→ **TUGAS YANG DIKERJAKAN**
[a] Salin dengan tepat bagian tulisan "Istri Paruh Waktu" di bawah, mulai dari "Lalu, tanpa sengaja" sampai "kepada selain kepada-Nya.", termasuk kedua bagian tersebut.
[b] Menurut tulisan "Istri Paruh Waktu", kira-kira bulan apa anak pertama diperkirakan lahir?
[c] Berdasarkan tulisan "Istri Paruh Waktu", jelaskan mengapa penulis harus siap berhenti mengejar karir.

------ TEKS YANG DITAMPILKAN

Thursday, April 23, 2015

Istri Paruh Waktu


Akhir-akhir ini, saya dan suami sering membicarakan tentang rencana kami ke depan, terutama setelah anak pertama kami lahir (Insya Allah sekitar bulan Agustus nanti). Ya, pembicaraan itu tidak jauh-jauh dari soal karir. Iya, kami memang sudah sepakat kalau nanti buah hati kami lahir, saya akan mendedikasikan diri saya sepenuhnya untuk mengurus dan membesarkan anak kami. Artinya, saya harus siap berhenti mengejar karir, walaupun sebenarnya banyak hal lain yang mungkin bisa saya explore ketika saya benar-benar memilih untuk berhenti bekerja penuh waktu. Tidak munafik, banyak hal yang saya khawatirkan saat ini, waktu saya memikirkan tentang kesanggupan saya untuk meninggalkan pekerjaan. Meskipun, sebenarnya saya berpikir kalau duduk di belakang meja dan bekerja 8 jam dalam sehari bukan lah hal yang saat ini saya inginkan. Pertanyaan-pertanyaan, seperti apakah saya sanggup berdiam diri di rumah, apa yang bisa saya lakukan untuk tetap bisa mendapatkan penghasilan, kegiatan apa yang bisa saya lakukan untuk menyeimbangkan kewajiban saya sebagai seorang istri dan ibu bagi anak-anak saya kelak. Iya, saya masih menata dan mencari jawabannya sambil terus berpikir dan meyakinkan diri. 

Lalu, tanpa sengaja saya menemukan film pendek ini. Duh, langsung bercucuran air mata saya, menyadari kalau saya masih jauh, jauh sekali dari kategori istri yang baik. Bahkan, judul film pendek ini membuat saya merasa tertampar. Semoga kita bisa menjadi lebih baik lagi setiap harinya dan semoga kita senantiasa diingatkan untuk kembali berusaha dan jangan takut kepada selain kepada-Nya.

------------
------ MATERI HASIL EKSTRAKSI

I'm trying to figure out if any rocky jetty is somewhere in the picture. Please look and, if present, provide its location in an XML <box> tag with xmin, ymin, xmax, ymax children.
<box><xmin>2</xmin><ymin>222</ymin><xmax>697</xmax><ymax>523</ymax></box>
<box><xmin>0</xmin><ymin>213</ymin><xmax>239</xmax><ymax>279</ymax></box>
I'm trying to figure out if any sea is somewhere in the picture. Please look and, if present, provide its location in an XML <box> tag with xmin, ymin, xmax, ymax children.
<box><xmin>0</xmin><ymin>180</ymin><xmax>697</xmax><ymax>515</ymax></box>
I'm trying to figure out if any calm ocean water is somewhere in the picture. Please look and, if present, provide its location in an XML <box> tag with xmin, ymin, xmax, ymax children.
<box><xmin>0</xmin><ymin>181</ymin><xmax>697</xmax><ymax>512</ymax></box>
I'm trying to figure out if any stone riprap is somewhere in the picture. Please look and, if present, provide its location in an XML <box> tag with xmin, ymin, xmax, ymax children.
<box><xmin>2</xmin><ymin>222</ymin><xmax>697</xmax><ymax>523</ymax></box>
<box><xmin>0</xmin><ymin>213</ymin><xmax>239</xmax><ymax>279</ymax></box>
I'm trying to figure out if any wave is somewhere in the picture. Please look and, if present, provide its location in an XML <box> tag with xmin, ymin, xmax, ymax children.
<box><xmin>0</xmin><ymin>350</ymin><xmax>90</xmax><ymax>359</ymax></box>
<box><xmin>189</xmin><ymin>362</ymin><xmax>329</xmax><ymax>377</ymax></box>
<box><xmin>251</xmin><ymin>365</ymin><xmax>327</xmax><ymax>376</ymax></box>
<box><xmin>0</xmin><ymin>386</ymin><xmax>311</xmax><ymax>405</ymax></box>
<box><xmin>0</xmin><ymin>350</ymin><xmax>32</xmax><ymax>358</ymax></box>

------------

→ **JAWABAN TUGAS**
[a]
Lalu, tanpa sengaja saya menemukan film pendek ini. Duh, langsung bercucuran air mata saya, menyadari kalau saya masih jauh, jauh sekali dari kategori istri yang baik. Bahkan, judul film pendek ini membuat saya merasa tertampar. Semoga kita bisa menjadi lebih baik lagi setiap harinya dan semoga kita senantiasa diingatkan untuk kembali berusaha dan jangan takut kepada selain kepada-Nya.

[b] Sekitar bulan Agustus.

[c] Penulis dan suaminya sudah sepakat bahwa setelah anak pertama mereka lahir, penulis akan mendedikasikan diri sepenuhnya untuk mengurus dan membesarkan anak. Karena itu, penulis harus siap berhenti mengejar karir.